--- START Records for the task ---

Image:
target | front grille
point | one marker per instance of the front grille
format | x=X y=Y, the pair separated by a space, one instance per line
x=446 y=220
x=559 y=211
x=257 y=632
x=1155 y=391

--- END Records for the task ---
--- START Records for the task ---

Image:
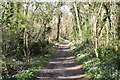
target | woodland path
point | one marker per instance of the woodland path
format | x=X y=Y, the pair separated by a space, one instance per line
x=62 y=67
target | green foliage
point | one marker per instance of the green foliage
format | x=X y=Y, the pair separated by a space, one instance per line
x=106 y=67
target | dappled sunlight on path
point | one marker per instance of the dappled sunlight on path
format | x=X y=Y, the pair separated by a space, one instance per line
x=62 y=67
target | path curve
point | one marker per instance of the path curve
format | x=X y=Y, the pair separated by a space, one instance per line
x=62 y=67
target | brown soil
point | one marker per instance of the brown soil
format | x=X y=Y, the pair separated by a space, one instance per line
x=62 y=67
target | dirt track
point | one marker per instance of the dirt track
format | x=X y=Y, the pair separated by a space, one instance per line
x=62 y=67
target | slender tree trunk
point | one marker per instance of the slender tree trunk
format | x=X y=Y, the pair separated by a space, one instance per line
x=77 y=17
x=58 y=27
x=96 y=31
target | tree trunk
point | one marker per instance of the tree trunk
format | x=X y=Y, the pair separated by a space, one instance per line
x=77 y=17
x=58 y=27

--- END Records for the task ---
--- START Records for the task ---

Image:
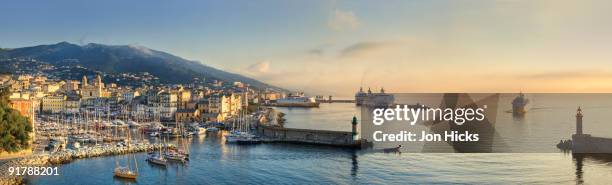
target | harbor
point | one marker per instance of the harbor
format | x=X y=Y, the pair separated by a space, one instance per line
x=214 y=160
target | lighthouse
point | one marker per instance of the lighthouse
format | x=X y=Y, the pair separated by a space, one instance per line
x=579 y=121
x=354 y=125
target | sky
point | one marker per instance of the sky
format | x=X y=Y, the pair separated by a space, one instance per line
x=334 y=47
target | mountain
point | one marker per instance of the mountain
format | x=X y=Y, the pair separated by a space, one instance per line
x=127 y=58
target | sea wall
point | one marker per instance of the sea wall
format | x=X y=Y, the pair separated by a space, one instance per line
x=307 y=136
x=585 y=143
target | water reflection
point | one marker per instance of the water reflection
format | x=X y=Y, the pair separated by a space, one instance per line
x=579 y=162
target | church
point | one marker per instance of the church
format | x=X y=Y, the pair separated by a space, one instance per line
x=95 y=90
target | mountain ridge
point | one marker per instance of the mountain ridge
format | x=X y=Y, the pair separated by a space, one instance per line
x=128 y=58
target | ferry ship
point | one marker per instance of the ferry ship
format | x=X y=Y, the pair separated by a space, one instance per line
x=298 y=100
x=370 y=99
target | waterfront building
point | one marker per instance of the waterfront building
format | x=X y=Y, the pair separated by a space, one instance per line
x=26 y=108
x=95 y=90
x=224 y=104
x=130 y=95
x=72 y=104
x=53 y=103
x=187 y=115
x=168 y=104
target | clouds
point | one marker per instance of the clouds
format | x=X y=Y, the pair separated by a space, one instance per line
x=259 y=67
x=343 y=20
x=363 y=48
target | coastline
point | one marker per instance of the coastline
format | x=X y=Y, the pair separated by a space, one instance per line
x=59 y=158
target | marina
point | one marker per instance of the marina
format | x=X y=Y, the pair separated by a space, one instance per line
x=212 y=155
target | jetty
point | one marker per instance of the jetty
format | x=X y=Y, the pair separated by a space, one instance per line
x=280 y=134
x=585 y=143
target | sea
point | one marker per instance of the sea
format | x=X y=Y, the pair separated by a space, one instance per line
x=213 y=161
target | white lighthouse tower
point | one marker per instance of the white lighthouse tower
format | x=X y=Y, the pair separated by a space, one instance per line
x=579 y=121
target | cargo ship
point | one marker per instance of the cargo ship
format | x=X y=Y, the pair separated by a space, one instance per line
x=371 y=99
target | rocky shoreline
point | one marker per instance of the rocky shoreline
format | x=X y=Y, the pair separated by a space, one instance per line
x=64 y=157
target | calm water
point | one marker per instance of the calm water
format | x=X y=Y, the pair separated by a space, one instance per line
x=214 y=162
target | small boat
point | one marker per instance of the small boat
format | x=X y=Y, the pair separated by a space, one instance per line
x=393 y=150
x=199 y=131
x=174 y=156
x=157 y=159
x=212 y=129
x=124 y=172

--- END Records for the task ---

Description of the task: Locate every line in the records above that contains the string "green" and copy each one.

Reply to the exercise:
target | green foliage
point | one marker per instance of the green foliage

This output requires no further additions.